(CONSIGNES ET EXERCICES):
1 - D'après la discussion sur les bulles de Messenger, sur quel système peut-on afficher ces bulles par-dessus une autre application ?
2 - Mets à jour le passage de la discussion qui s'ouvre sur les mots contenant « ## Larme (12 » et se ferme sur « autre appli ? », en remplaçant « interlocuteur » par « correspondant ».

(TEXTE FOURNI):
# Bulles de conversation sur messenger



## Ydjan (12 Septembre 2017)

Bonjour je suis sur iPhone 5 et je voudrais savoir comment faire pour pouvoir faire apparaître les bulles de conversation de messenger quand on est sur une autre application ?


----------



## Larme (12 Septembre 2017)

Sur une autre application ? Pas possible sur iOS.
C'est limité à Android où les utilisateurs ont le droit de faire ça.


----------



## tantoillane (12 Septembre 2017)

Bin moi, je ne suis même pas sûr d'avoir compris la question. Tu veux que ton interlocuteur sur (Facebook) Messenger continue à voir une bulle (comme si tu écrivais) alors que tu es sur une autre appli ?

(Entrées de pointage d'objets étiquetés)

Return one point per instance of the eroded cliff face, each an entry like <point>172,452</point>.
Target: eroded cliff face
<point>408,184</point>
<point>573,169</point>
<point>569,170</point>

(RÉSULTATS DES EXERCICES):
1 - Sur Android.

2 -
## Larme (12 Septembre 2017)

Sur une autre application ? Pas possible sur iOS.
C'est limité à Android où les utilisateurs ont le droit de faire ça.


----------



## tantoillane (12 Septembre 2017)

Bin moi, je ne suis même pas sûr d'avoir compris la question. Tu veux que ton correspondant sur (Facebook) Messenger continue à voir une bulle (comme si tu écrivais) alors que tu es sur une autre appli ?